**DIRECTION:** Rewrite every line of the rows below as a Markdown table with two columns, "Line No." and "Text", numbering the lines in order and skipping any blank lines.

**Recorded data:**
------------------------------------------------------------

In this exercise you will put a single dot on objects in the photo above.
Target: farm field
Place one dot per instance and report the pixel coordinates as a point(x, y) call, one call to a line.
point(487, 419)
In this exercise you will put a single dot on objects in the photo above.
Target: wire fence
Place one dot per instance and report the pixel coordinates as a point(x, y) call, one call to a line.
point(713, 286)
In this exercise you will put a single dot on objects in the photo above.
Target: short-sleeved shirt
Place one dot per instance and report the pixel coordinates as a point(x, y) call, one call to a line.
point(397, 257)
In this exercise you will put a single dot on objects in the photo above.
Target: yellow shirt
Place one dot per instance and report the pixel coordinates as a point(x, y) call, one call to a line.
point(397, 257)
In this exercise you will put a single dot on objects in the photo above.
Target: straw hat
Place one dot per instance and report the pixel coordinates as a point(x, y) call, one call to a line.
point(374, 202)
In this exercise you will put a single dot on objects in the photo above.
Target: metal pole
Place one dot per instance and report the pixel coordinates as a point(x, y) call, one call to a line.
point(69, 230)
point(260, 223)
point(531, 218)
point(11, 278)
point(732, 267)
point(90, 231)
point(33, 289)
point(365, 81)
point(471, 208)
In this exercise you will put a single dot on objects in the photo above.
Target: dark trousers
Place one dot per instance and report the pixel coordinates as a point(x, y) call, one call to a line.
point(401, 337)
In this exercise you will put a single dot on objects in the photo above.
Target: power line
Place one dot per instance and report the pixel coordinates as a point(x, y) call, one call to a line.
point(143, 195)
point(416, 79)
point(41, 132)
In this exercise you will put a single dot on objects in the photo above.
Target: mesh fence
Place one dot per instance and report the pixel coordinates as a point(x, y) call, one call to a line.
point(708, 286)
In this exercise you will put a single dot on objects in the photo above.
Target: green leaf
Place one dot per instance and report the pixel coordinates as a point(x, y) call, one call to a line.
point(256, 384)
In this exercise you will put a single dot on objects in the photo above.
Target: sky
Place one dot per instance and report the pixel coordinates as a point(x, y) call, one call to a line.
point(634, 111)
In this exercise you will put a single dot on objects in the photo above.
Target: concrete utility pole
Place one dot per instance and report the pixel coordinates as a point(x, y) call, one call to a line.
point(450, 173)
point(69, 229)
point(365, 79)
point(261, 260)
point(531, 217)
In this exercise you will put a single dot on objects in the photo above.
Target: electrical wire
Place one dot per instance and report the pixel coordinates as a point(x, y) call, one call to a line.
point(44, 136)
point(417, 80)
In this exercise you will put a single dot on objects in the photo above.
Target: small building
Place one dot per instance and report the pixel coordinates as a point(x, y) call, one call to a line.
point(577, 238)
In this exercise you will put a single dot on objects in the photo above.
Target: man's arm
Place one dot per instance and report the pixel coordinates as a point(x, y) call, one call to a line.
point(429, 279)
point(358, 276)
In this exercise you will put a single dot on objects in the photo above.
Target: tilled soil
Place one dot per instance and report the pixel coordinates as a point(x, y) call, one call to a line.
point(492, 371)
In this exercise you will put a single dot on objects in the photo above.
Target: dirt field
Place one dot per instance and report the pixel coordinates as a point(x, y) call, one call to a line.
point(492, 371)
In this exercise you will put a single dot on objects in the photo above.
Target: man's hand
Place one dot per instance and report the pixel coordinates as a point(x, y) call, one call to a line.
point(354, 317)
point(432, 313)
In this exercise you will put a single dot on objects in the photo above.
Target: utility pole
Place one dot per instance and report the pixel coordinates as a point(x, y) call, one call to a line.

------------------------------------------------------------

**PROBLEM SOLUTION:**
| Line No. | Text |
|---|---|
| 1 | In this exercise you will put a single dot on objects in the photo above. |
| 2 | Target: farm field |
| 3 | Place one dot per instance and report the pixel coordinates as a point(x, y) call, one call to a line. |
| 4 | point(487, 419) |
| 5 | In this exercise you will put a single dot on objects in the photo above. |
| 6 | Target: wire fence |
| 7 | Place one dot per instance and report the pixel coordinates as a point(x, y) call, one call to a line. |
| 8 | point(713, 286) |
| 9 | In this exercise you will put a single dot on objects in the photo above. |
| 10 | Target: short-sleeved shirt |
| 11 | Place one dot per instance and report the pixel coordinates as a point(x, y) call, one call to a line. |
| 12 | point(397, 257) |
| 13 | In this exercise you will put a single dot on objects in the photo above. |
| 14 | Target: yellow shirt |
| 15 | Place one dot per instance and report the pixel coordinates as a point(x, y) call, one call to a line. |
| 16 | point(397, 257) |
| 17 | In this exercise you will put a single dot on objects in the photo above. |
| 18 | Target: straw hat |
| 19 | Place one dot per instance and report the pixel coordinates as a point(x, y) call, one call to a line. |
| 20 | point(374, 202) |
| 21 | In this exercise you will put a single dot on objects in the photo above. |
| 22 | Target: metal pole |
| 23 | Place one dot per instance and report the pixel coordinates as a point(x, y) call, one call to a line. |
| 24 | point(69, 230) |
| 25 | point(260, 223) |
| 26 | point(531, 218) |
| 27 | point(11, 278) |
| 28 | point(732, 267) |
| 29 | point(90, 231) |
| 30 | point(33, 289) |
| 31 | point(365, 81) |
| 32 | point(471, 208) |
| 33 | In this exercise you will put a single dot on objects in the photo above. |
| 34 | Target: dark trousers |
| 35 | Place one dot per instance and report the pixel coordinates as a point(x, y) call, one call to a line. |
| 36 | point(401, 337) |
| 37 | In this exercise you will put a single dot on objects in the photo above. |
| 38 | Target: power line |
| 39 | Place one dot per instance and report the pixel coordinates as a point(x, y) call, one call to a line. |
| 40 | point(143, 195) |
| 41 | point(416, 79) |
| 42 | point(41, 132) |
| 43 | In this exercise you will put a single dot on objects in the photo above. |
| 44 | Target: mesh fence |
| 45 | Place one dot per instance and report the pixel coordinates as a point(x, y) call, one call to a line. |
| 46 | point(708, 286) |
| 47 | In this exercise you will put a single dot on objects in the photo above. |
| 48 | Target: green leaf |
| 49 | Place one dot per instance and report the pixel coordinates as a point(x, y) call, one call to a line. |
| 50 | point(256, 384) |
| 51 | In this exercise you will put a single dot on objects in the photo above. |
| 52 | Target: sky |
| 53 | Place one dot per instance and report the pixel coordinates as a point(x, y) call, one call to a line. |
| 54 | point(634, 111) |
| 55 | In this exercise you will put a single dot on objects in the photo above. |
| 56 | Target: concrete utility pole |
| 57 | Place one dot per instance and report the pixel coordinates as a point(x, y) call, one call to a line. |
| 58 | point(450, 173) |
| 59 | point(69, 229) |
| 60 | point(365, 79) |
| 61 | point(261, 260) |
| 62 | point(531, 217) |
| 63 | In this exercise you will put a single dot on objects in the photo above. |
| 64 | Target: electrical wire |
| 65 | Place one dot per instance and report the pixel coordinates as a point(x, y) call, one call to a line. |
| 66 | point(44, 136) |
| 67 | point(417, 80) |
| 68 | In this exercise you will put a single dot on objects in the photo above. |
| 69 | Target: small building |
| 70 | Place one dot per instance and report the pixel coordinates as a point(x, y) call, one call to a line. |
| 71 | point(577, 238) |
| 72 | In this exercise you will put a single dot on objects in the photo above. |
| 73 | Target: man's arm |
| 74 | Place one dot per instance and report the pixel coordinates as a point(x, y) call, one call to a line. |
| 75 | point(429, 279) |
| 76 | point(358, 276) |
| 77 | In this exercise you will put a single dot on objects in the photo above. |
| 78 | Target: tilled soil |
| 79 | Place one dot per instance and report the pixel coordinates as a point(x, y) call, one call to a line. |
| 80 | point(492, 371) |
| 81 | In this exercise you will put a single dot on objects in the photo above. |
| 82 | Target: dirt field |
| 83 | Place one dot per instance and report the pixel coordinates as a point(x, y) call, one call to a line. |
| 84 | point(492, 371) |
| 85 | In this exercise you will put a single dot on objects in the photo above. |
| 86 | Target: man's hand |
| 87 | Place one dot per instance and report the pixel coordinates as a point(x, y) call, one call to a line. |
| 88 | point(354, 317) |
| 89 | point(432, 313) |
| 90 | In this exercise you will put a single dot on objects in the photo above. |
| 91 | Target: utility pole |
| 92 | Place one dot per instance and report the pixel coordinates as a point(x, y) call, one call to a line. |